▼▼▼
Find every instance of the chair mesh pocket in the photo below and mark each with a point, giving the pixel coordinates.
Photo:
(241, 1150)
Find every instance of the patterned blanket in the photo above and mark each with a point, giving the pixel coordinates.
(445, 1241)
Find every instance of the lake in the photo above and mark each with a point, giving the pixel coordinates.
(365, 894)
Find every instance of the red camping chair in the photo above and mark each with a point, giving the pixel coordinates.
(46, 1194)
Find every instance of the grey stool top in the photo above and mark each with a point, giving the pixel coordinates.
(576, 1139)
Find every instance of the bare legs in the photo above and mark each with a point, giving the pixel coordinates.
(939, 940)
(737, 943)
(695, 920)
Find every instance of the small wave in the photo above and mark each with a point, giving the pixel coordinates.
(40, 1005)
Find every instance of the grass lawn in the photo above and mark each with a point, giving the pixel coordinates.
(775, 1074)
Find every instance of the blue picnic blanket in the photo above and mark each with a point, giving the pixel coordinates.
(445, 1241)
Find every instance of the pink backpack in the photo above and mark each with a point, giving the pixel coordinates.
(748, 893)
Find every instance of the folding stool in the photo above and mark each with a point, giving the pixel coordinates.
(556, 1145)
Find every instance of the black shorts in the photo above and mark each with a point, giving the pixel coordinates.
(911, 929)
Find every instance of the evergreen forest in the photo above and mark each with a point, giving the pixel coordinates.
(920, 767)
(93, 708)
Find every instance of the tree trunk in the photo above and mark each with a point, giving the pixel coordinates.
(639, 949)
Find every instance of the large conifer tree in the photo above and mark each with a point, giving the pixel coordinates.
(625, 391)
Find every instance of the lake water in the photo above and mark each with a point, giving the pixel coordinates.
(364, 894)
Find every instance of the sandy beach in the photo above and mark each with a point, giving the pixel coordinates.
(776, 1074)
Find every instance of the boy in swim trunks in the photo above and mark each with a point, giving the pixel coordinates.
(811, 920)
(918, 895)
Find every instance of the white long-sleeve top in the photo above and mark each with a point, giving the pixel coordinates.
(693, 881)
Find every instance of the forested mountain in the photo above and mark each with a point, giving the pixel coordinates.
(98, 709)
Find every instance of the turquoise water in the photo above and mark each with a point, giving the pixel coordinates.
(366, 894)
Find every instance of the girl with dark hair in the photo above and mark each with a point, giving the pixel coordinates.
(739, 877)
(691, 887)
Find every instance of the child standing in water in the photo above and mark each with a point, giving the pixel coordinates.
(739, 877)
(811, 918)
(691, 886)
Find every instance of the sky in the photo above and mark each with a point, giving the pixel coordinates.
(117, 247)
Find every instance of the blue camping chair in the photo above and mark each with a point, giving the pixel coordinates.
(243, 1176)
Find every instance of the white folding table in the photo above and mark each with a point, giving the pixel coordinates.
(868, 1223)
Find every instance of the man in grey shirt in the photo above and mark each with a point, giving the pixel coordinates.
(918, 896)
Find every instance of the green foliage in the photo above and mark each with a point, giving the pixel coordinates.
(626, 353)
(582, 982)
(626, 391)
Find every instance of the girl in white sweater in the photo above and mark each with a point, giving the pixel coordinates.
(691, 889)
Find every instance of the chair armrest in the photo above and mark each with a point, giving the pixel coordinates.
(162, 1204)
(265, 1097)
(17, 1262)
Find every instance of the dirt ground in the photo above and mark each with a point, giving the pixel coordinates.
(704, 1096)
▲▲▲
(EXERCISE)
All of the entries should be written out again exactly.

(TASK RESPONSE)
Find every instance of the chair mesh pocket in the photo below and mark each with a point, giving the pixel coordinates.
Photo:
(241, 1150)
Find every instance of the patterned blanket in the photo above and mark each with a point, giving the pixel coordinates.
(445, 1241)
Find every instance of the lake in the photo above and mark each with a point, giving the pixel coordinates.
(365, 894)
Find every instance of the red camping chair in the photo above and mark each with a point, giving the pixel coordinates.
(46, 1194)
Find every instance of the grey stool top in the photo above and mark each with a point, giving the pixel coordinates.
(576, 1139)
Find every instance of the bare legs in the photo above and mark each with a point, giving the pixel coordinates.
(939, 940)
(737, 943)
(695, 920)
Find every instance of the small wave in the photo above and mark each with a point, giving the pixel coordinates.
(40, 1005)
Find every instance of the grass lawn in the photo above and mark each with a point, giving the pixel coordinates.
(775, 1074)
Find every instance of the blue picnic blanket in the photo above and mark each with a point, giving the pixel coordinates.
(445, 1241)
Find every instance of the pink backpack in the photo above and mark each with a point, giving the pixel coordinates.
(748, 893)
Find every instance of the folding stool in the photo above and mark each with a point, giving the pixel coordinates.
(556, 1145)
Find every instance of the black shorts in the photo above and mark each with a point, giving the pixel coordinates.
(911, 929)
Find every instance of the evergreen forest in the photo above and mark each with a point, giving the pixel coordinates.
(920, 767)
(93, 708)
Find every instance of the tree trunk in the photo above and mark each with a point, giving the pixel coordinates.
(639, 949)
Find every instance of the large conifer tree in the photo above and mark each with a point, giving the pixel coordinates.
(625, 391)
Find every instance of the lake water in the photo above and mark each with a point, giving the pixel coordinates.
(364, 894)
Find every instance of the sandy beach in the photo above and mark each with a point, giving the pixel coordinates.
(776, 1074)
Find every instance of the boy in swim trunks in the photo above and mark each with a point, giving the pixel coordinates.
(811, 920)
(918, 895)
Find every instance of the white long-sleeve top in the photo above and mark each with a point, giving the pixel coordinates.
(693, 881)
Find every instance of the forested mountain in the photo above and mark each with a point, giving the pixel coordinates.
(98, 709)
Find every instance of the turquoise water in the photo above and mark each with a point, giving the pixel coordinates.
(366, 894)
Find every instance of the girl with dark hair in the photo above and mark each with a point, giving the pixel coordinates.
(739, 877)
(691, 887)
Find every instance of the child standing in water in the photo above and mark each with a point, giving the pixel coordinates.
(739, 877)
(811, 918)
(691, 886)
Find every instance of the sky in the photo above and mark each with a point, giving the pixel coordinates.
(117, 247)
Find every instance of the blue camping chair in the photo above and mark each with a point, giving the pixel coordinates.
(243, 1176)
Find every instance of the white folding table in the photo above and mark each with a point, giving the pixel coordinates.
(868, 1223)
Find every instance of the man in grey shirt in the photo above and mark each with a point, giving the pixel coordinates.
(918, 896)
Find every instance of the green foliage in the photo above and mark each with a point, giving the pixel coordinates.
(626, 353)
(582, 982)
(626, 391)
Find every instance of the girl in white sweater in the photo above and mark each with a point, giving the pixel coordinates.
(691, 889)
Find every instance of the chair armrest in the photo above and mark each with a point, giving the pixel coordinates.
(162, 1204)
(265, 1097)
(17, 1262)
Find every instance of the dirt ground in the photo above and mark each with a point, giving the pixel coordinates.
(704, 1096)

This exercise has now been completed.